* START *

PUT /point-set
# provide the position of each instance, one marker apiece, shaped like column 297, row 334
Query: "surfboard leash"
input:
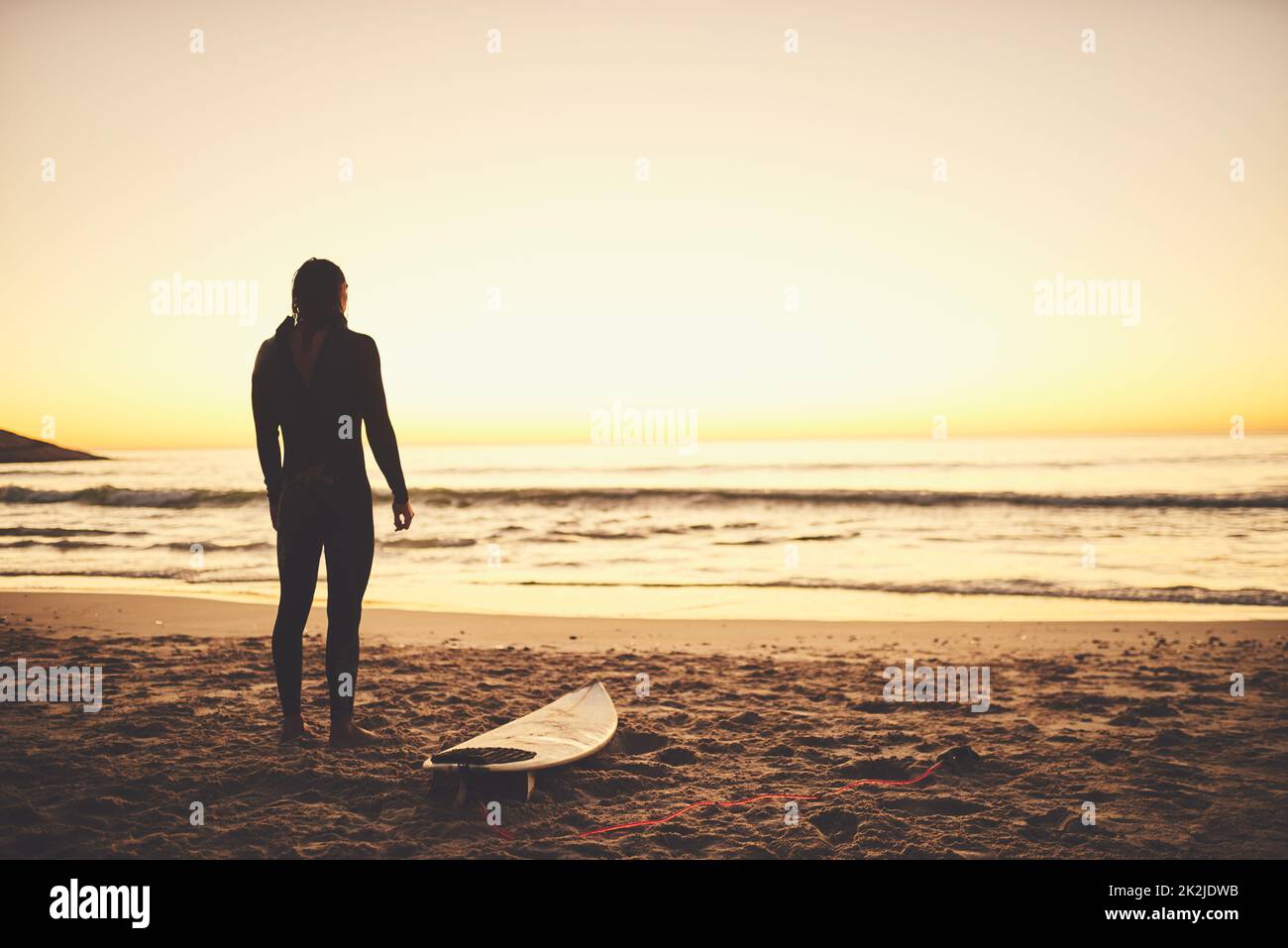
column 700, row 804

* END *

Your goal:
Rewrite the records above with "marker" changed to "dot" and every other word left as it is. Leave the pictures out.

Response:
PUT /point-set
# provide the position of each instance, one dot apiece, shaped like column 297, row 334
Query: "surfboard leash"
input:
column 700, row 804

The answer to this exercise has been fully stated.